• **点标注数据**:
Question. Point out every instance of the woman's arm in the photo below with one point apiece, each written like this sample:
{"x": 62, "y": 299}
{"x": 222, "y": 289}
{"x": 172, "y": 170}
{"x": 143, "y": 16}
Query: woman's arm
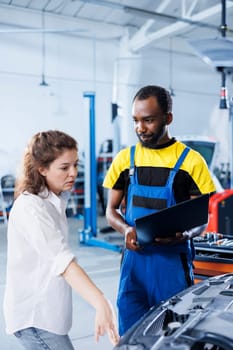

• **任务要求**:
把上面的记录一字不差地全部抄下来，图片不要写进去。

• **正确答案**:
Question. Point out every instance of the woman's arm in the photo below with one point apiece, each written like this sample:
{"x": 62, "y": 299}
{"x": 222, "y": 289}
{"x": 172, "y": 170}
{"x": 143, "y": 16}
Query: woman's arm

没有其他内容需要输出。